[Material shown]

################

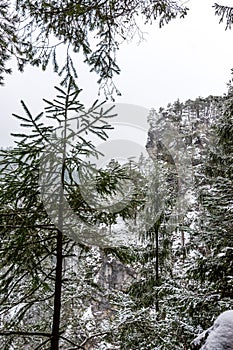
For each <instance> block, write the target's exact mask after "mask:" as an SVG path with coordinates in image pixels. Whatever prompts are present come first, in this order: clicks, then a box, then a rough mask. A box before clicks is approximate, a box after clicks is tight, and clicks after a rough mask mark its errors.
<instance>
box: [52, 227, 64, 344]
mask: <svg viewBox="0 0 233 350" xmlns="http://www.w3.org/2000/svg"><path fill="white" fill-rule="evenodd" d="M56 259H57V261H56V280H55V296H54V309H53V325H52V338H51V350H58V349H59V338H60V317H61V290H62V232H61V231H60V230H58V231H57V248H56Z"/></svg>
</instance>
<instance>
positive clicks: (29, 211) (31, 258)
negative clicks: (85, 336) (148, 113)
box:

################

[Task goal]
Print out the material word for word, omitting the pictures.

[Exercise answer]
For each <instance> block, write the target's exact mask after "mask:" as an SVG path with coordinates in image pixels. Whatever prompts are present come first, in this order: clicks, then a box, then a rough mask. A box before clicks is approximate, a box after clicks is tight, and clicks after a rough mask mark its errors.
<instance>
box: [52, 227, 64, 344]
mask: <svg viewBox="0 0 233 350" xmlns="http://www.w3.org/2000/svg"><path fill="white" fill-rule="evenodd" d="M56 259H57V261H56V280H55V296H54V309H53V325H52V338H51V350H58V349H59V338H60V317H61V290H62V232H61V231H60V230H58V231H57V248H56Z"/></svg>
</instance>
<instance>
positive clicks: (29, 211) (31, 258)
negative clicks: (85, 336) (148, 113)
box:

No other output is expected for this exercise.